▶ Passage to read
[2/5] drm/i915: Expose list of clients in sysfs
diff mbox series

Message ID 20191216120704.958-3-tvrtko.ursulin@linux.intel.com
State New
Headers show
Series
  • Per client engine busyness
Related show

Commit Message

Tvrtko Ursulin Dec. 16, 2019, 12:07 p.m. UTC
From: Tvrtko Ursulin <tvrtko.ursulin@intel.com>

Expose a list of clients with open file handles in sysfs.

This will be a basis for a top-like utility showing per-client and per-
engine GPU load.

Currently we only expose each client's pid and name under opaque numbered
directories in /sys/class/drm/card0/clients/.

For instance:

/sys/class/drm/card0/clients/3/name: Xorg
/sys/class/drm/card0/clients/3/pid: 5664

v2:
 Chris Wilson:
 * Enclose new members into dedicated structs.
 * Protect against failed sysfs registration.

v3:
 * sysfs_attr_init.

v4:
 * Fix for internal clients.

v5:
 * Use cyclic ida for client id. (Chris)
 * Do not leak pid reference. (Chris)
 * Tidy code with some locals.

Signed-off-by: Tvrtko Ursulin <tvrtko.ursulin@intel.com>
---
 drivers/gpu/drm/i915/i915_drv.h   |  21 +++++
 drivers/gpu/drm/i915/i915_gem.c   | 148 ++++++++++++++++++++++++++++--
 drivers/gpu/drm/i915/i915_sysfs.c |   8 ++
 3 files changed, 167 insertions(+), 10 deletions(-)

Comments

Chris Wilson Dec. 16, 2019, 12:51 p.m. UTC | #1
Quoting Tvrtko Ursulin (2019-12-16 12:07:01)
> From: Tvrtko Ursulin <tvrtko.ursulin@intel.com>
> 
> Expose a list of clients with open file handles in sysfs.

▶ Challenge 1
Echo the records verbatim, starting at the beginning of the records and ending at the line containing "[6, 4, 138, 58]", and leave the pictures out of the answer.
The i915 sysfs patch and the records have no connection to each other.

▶ Input rows
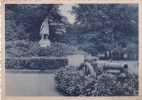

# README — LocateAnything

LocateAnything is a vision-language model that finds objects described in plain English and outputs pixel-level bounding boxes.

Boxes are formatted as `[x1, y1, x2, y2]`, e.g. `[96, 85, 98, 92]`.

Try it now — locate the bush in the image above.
[55, 67, 138, 96]
[6, 57, 68, 70]
[38, 42, 87, 57]
[6, 40, 87, 57]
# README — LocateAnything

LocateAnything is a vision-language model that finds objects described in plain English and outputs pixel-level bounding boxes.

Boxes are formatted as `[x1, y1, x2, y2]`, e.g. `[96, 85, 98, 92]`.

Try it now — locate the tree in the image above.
[6, 4, 67, 41]
[72, 4, 138, 55]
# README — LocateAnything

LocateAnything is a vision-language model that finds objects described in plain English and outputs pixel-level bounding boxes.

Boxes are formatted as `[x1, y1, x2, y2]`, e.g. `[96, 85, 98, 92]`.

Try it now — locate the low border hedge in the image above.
[5, 57, 68, 70]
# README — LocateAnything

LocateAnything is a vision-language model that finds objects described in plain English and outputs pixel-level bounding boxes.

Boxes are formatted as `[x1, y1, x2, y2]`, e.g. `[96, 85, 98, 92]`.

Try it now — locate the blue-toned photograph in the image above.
[5, 3, 139, 97]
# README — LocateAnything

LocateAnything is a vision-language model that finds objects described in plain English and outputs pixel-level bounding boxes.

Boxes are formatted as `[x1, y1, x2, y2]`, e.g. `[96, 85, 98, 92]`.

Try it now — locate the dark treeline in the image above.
[6, 4, 138, 58]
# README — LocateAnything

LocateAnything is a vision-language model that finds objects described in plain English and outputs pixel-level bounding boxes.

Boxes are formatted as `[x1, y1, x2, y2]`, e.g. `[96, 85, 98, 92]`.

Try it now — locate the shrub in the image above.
[55, 67, 138, 96]
[6, 57, 68, 70]
[6, 40, 87, 57]
[38, 42, 87, 57]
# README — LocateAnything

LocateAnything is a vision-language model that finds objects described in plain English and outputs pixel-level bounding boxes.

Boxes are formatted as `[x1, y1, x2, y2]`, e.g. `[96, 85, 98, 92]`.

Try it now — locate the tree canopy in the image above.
[68, 4, 138, 53]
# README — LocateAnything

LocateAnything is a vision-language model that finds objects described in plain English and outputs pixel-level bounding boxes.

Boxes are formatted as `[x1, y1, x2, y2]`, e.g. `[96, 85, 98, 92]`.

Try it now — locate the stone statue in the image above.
[39, 17, 50, 47]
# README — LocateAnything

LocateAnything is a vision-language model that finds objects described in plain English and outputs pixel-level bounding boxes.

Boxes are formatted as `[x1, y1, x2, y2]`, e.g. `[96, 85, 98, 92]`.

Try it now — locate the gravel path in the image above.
[6, 73, 60, 96]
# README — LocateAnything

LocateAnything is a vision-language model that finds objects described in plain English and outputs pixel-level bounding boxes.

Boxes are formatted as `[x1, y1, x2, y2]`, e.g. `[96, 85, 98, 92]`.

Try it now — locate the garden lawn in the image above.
[6, 72, 60, 96]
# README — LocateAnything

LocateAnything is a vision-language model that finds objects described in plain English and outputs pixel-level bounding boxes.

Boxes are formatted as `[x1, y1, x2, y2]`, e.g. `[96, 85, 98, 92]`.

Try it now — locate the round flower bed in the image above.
[55, 66, 138, 96]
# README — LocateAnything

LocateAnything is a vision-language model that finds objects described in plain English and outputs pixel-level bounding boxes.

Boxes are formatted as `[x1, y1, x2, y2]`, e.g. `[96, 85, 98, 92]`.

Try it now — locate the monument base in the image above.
[39, 39, 50, 48]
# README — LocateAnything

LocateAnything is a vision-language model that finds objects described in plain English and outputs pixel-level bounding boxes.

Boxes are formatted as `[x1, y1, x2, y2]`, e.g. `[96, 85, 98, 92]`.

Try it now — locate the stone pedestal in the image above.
[67, 55, 84, 67]
[39, 39, 50, 48]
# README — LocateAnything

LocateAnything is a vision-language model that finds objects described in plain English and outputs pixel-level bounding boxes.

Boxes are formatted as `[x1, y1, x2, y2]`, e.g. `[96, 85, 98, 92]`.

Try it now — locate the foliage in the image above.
[55, 66, 138, 96]
[5, 4, 67, 41]
[5, 40, 40, 57]
[5, 57, 68, 70]
[6, 40, 87, 57]
[38, 42, 87, 56]
[68, 4, 138, 55]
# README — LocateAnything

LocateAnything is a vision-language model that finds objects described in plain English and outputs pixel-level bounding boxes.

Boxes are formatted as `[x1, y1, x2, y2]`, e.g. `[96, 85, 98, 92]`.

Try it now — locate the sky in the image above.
[59, 4, 75, 24]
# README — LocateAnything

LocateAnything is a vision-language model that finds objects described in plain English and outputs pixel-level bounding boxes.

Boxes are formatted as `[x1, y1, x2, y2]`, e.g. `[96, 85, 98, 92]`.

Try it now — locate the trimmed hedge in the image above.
[5, 57, 68, 70]
[55, 66, 138, 96]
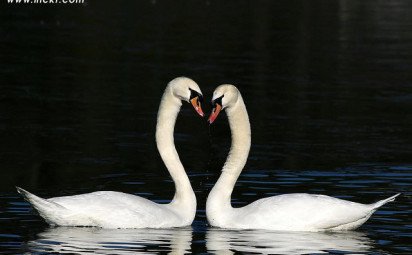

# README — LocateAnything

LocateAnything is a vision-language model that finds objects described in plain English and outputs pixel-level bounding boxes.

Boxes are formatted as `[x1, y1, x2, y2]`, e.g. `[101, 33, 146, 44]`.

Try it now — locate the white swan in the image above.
[17, 77, 203, 228]
[206, 85, 399, 231]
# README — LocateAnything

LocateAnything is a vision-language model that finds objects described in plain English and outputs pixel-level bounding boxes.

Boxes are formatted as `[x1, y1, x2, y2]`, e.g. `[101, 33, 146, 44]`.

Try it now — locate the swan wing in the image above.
[19, 189, 181, 228]
[237, 194, 374, 231]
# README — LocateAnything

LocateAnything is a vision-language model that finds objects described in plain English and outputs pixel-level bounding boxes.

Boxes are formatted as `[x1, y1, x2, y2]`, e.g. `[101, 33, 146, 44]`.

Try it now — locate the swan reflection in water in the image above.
[28, 227, 192, 255]
[206, 228, 373, 254]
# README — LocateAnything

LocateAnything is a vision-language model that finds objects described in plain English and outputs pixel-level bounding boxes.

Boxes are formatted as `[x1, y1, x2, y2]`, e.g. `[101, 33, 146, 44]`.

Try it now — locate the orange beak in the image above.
[207, 104, 222, 124]
[190, 97, 205, 117]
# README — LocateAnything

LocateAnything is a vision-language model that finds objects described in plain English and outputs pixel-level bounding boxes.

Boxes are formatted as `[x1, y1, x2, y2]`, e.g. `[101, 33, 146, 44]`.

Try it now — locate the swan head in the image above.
[208, 84, 240, 124]
[169, 77, 204, 117]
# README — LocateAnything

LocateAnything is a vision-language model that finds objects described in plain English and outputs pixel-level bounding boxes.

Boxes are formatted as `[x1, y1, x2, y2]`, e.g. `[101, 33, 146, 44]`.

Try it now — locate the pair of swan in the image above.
[17, 77, 399, 231]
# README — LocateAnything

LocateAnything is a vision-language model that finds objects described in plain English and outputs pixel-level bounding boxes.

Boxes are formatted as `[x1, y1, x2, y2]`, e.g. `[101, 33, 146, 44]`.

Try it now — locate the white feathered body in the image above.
[206, 85, 399, 231]
[208, 193, 399, 231]
[19, 188, 193, 228]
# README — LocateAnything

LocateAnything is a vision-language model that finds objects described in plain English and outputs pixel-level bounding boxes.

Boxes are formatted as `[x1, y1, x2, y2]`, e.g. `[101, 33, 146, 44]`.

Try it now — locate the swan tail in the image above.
[372, 193, 401, 210]
[16, 187, 68, 225]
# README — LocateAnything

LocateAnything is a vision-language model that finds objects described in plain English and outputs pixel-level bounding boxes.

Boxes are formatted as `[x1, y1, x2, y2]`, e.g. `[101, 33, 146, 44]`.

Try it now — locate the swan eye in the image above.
[212, 95, 225, 108]
[207, 95, 224, 124]
[189, 89, 204, 117]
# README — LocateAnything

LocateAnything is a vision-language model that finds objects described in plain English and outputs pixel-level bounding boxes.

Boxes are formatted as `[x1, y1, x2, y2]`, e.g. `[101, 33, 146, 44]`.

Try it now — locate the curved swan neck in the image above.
[206, 95, 251, 213]
[156, 86, 196, 209]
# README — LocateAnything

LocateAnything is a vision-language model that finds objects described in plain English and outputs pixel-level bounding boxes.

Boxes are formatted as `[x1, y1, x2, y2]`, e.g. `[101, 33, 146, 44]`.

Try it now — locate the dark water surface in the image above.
[0, 0, 412, 254]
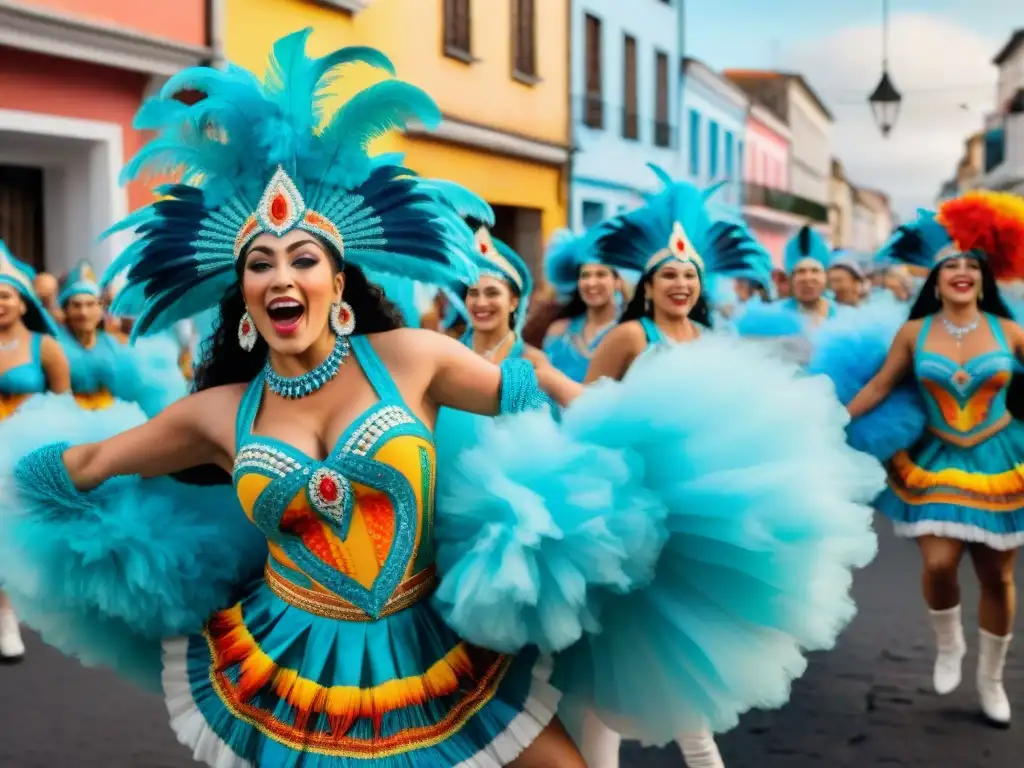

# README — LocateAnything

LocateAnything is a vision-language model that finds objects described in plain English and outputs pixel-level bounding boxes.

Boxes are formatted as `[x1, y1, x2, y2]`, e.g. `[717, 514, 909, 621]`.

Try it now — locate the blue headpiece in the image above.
[592, 166, 756, 295]
[544, 229, 600, 298]
[874, 208, 953, 270]
[784, 226, 831, 274]
[104, 29, 474, 336]
[0, 240, 57, 336]
[711, 219, 772, 291]
[57, 260, 100, 306]
[476, 226, 534, 335]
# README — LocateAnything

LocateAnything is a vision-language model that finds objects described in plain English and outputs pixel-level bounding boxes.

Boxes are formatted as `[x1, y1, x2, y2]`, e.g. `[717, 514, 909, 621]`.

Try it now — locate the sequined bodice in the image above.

▶ Challenge 2
Duplicate the i915 sysfs patch word for word, starting at "Currently we only" and ending at "failed sysfs registration.".

▶ Written response 1
# README — LocateAnything

LocateAnything is a vision-language model that finds objects described in plain English and outputs pixel-level bounding boxes.

Boxes are formatted as `[x1, y1, x2, y2]`, e.g. `[96, 85, 98, 92]`.

Try it now — locate the bush in the image above.
[55, 67, 138, 96]
[6, 57, 68, 70]
[38, 42, 87, 57]
[6, 40, 87, 57]
# README — LocateAnything

LocateAnything is a vision-language model that finds objects described in plain English and outputs pixel-level bounding boxes.

Boxes are formatted as `[x1, y1, x2, y2]`, e.g. `[96, 85, 98, 92]`.

Try it now — locate the tree in the image above.
[6, 4, 67, 41]
[72, 4, 138, 55]
# README — LocateAnything

LocateAnything is a vision-language model that finds objects described in plain English and outputs pixel-level bounding boxes.

Boxes are formatted as `[x1, y1, x2, y2]`, e.g. `[96, 85, 98, 92]`.

Try it now — locate the low border hedge in the image above.
[5, 57, 68, 70]
# README — LocateAnything

LocateAnything is a vision-language model that finds objects described in plain English and outputs pixel-level bounding boxes.

Boxes are formatted as `[x1, y1, x2, y2]`, e.g. `[96, 85, 98, 92]`.

Try it now — locate the blue-toned photograph in the image above.
[5, 3, 139, 97]
# README — LocateAnything

LocateAnything is a vision-language model that finds objects described in plain English and outputs pixel-level bounding boxes.

Boxes are formatted as `[x1, y1, x2, y2]`, e.g. `[96, 85, 98, 92]`.

Try it now — locate the dark treeline in the image above.
[6, 4, 138, 58]

▶ Written response 2
Currently we only expose each client's pid and name under opaque numbered
directories in /sys/class/drm/card0/clients/.

For instance:

/sys/class/drm/card0/clients/3/name: Xorg
/sys/class/drm/card0/clients/3/pid: 5664

v2:
 Chris Wilson:
 * Enclose new members into dedicated structs.
 * Protect against failed sysfs registration.